THE EXERCISE:
Extract the line that contains "Objective — for every instance of the patrol" and every line after it through the end of the records below, exactly as written, leaving out any pictures.

[Dataset records about object locations]
━━━

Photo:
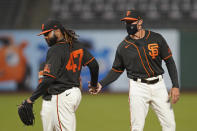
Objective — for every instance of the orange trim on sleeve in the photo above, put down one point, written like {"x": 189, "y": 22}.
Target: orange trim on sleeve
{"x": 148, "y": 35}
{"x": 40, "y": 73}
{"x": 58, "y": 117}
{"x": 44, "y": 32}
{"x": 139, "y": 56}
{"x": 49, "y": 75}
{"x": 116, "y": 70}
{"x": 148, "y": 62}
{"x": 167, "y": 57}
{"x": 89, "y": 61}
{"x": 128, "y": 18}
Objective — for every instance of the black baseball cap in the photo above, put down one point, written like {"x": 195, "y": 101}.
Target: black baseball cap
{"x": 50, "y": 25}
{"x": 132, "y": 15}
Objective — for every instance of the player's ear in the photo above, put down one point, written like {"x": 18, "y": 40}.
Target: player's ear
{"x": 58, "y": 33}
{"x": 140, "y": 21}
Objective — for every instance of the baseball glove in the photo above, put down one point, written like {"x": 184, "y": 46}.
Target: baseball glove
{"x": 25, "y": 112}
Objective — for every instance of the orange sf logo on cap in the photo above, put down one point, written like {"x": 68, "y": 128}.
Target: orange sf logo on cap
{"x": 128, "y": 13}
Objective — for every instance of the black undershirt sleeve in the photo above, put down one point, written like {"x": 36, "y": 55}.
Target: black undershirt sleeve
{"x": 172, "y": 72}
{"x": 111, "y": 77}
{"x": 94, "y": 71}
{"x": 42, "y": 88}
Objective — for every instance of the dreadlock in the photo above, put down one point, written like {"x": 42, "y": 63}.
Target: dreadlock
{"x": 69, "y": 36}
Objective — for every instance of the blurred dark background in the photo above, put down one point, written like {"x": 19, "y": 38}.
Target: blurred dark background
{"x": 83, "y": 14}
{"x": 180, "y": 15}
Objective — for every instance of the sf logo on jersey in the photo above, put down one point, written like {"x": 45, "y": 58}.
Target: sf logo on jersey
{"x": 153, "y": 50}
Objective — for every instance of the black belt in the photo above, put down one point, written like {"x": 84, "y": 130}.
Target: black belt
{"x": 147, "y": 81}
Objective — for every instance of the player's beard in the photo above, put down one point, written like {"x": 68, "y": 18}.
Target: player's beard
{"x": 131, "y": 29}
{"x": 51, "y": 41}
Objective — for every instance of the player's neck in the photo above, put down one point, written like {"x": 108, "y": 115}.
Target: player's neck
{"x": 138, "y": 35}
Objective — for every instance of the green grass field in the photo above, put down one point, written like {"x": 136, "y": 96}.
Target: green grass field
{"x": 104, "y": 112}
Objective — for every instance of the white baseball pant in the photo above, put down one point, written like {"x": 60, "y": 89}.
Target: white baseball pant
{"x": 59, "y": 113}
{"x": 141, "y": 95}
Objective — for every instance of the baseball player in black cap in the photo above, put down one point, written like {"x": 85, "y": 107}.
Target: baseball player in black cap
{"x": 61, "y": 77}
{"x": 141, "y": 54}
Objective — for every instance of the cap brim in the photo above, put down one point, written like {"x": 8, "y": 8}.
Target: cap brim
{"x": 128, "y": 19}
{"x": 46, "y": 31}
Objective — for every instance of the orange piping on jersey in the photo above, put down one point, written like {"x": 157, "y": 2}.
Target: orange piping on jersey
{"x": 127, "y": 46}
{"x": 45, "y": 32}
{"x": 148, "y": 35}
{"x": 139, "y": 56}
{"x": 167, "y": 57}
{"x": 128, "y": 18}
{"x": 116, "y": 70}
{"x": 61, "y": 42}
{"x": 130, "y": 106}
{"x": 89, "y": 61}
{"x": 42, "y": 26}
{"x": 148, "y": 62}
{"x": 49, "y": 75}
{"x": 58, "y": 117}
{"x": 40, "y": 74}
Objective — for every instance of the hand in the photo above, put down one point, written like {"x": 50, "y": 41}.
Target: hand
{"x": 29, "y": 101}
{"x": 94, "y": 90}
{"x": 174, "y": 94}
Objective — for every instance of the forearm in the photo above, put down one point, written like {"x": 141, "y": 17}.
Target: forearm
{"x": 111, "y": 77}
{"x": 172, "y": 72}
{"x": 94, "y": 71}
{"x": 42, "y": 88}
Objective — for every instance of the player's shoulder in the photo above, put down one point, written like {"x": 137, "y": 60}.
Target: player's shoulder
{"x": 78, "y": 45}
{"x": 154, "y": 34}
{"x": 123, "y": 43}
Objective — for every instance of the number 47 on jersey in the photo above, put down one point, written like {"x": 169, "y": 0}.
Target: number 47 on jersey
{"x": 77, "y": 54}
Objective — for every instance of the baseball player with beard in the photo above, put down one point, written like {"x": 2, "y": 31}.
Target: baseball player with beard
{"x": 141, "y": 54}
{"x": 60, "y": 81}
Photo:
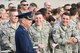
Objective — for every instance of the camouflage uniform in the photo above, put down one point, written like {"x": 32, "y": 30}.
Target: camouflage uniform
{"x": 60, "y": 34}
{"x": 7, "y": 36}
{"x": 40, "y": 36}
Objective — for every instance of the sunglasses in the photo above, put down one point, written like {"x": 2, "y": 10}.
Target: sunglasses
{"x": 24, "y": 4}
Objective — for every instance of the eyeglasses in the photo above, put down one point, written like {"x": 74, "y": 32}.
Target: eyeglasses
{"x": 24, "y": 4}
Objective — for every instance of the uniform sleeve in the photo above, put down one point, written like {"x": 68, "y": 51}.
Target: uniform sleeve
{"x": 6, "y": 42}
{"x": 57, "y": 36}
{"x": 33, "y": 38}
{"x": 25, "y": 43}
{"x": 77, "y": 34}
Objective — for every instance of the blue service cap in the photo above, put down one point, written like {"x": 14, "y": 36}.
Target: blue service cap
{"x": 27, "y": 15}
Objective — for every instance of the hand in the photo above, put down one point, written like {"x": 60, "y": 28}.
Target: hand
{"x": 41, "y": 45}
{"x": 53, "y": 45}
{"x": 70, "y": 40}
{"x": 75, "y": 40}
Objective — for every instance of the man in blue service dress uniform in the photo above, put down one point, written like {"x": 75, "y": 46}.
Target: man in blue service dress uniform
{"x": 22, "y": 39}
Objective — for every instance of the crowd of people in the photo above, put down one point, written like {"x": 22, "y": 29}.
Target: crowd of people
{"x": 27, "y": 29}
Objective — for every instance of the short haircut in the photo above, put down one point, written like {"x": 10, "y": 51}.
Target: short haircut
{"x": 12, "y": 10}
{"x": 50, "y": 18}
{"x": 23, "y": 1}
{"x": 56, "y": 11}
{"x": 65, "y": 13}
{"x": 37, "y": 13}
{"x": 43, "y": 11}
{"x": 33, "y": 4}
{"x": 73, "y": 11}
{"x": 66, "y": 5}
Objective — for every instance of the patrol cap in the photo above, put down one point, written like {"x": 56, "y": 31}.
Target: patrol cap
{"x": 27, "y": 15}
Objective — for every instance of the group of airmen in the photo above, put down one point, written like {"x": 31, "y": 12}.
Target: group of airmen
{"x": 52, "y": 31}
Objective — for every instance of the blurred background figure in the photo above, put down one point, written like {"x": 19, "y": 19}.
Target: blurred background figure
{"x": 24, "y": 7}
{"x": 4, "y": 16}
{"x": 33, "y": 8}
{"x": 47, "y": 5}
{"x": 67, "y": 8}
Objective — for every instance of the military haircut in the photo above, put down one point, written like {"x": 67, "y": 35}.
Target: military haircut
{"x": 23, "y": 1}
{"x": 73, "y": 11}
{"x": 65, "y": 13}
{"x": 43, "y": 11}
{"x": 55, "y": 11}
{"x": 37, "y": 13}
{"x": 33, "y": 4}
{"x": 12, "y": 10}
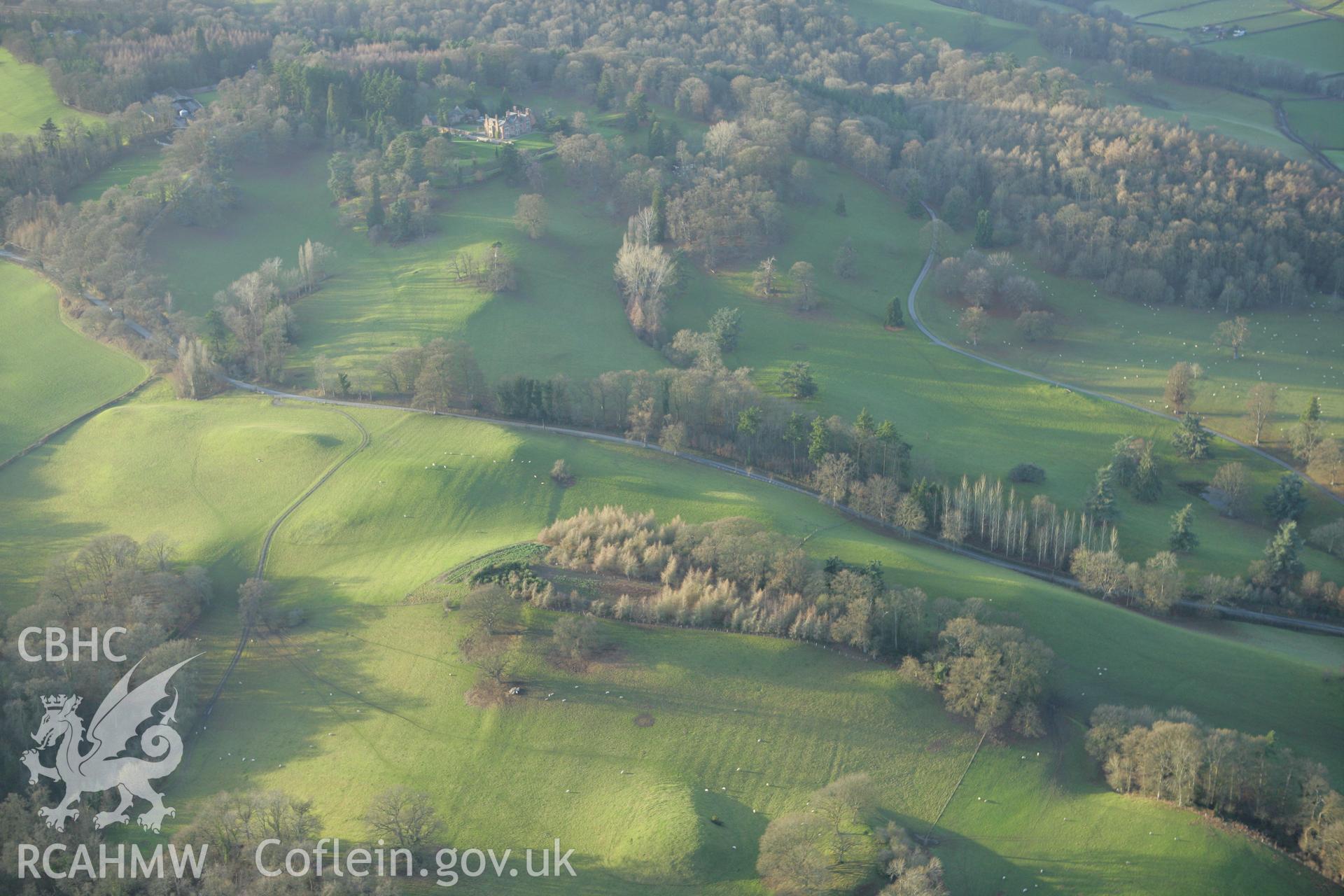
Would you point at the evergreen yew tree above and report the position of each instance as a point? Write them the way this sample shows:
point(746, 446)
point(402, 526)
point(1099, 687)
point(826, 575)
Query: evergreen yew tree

━━━

WRITTEN SOLUTION:
Objective — for every instance of the patrol cap in the photo above, put down one point, written like {"x": 56, "y": 31}.
Target: patrol cap
{"x": 27, "y": 15}
Objective — for every instance of the group of airmen in the photo above, put down one point, written like {"x": 31, "y": 12}.
Target: group of airmen
{"x": 52, "y": 31}
Objective — for every instance of the blurred background figure in the photo above, put down one point, written like {"x": 19, "y": 19}.
Target: blurred background figure
{"x": 24, "y": 7}
{"x": 4, "y": 16}
{"x": 33, "y": 8}
{"x": 47, "y": 5}
{"x": 67, "y": 8}
Objective — for every instance of the military haircut in the photo above, put down one point, written like {"x": 67, "y": 35}.
Target: military haircut
{"x": 23, "y": 1}
{"x": 73, "y": 11}
{"x": 65, "y": 13}
{"x": 43, "y": 11}
{"x": 55, "y": 11}
{"x": 37, "y": 13}
{"x": 33, "y": 4}
{"x": 12, "y": 10}
Would you point at the evergreen yew tree above and report the position of each instance as a point? Write them the way this sample shows:
point(746, 446)
point(402, 526)
point(1099, 687)
point(826, 575)
Query: evergreen yew tree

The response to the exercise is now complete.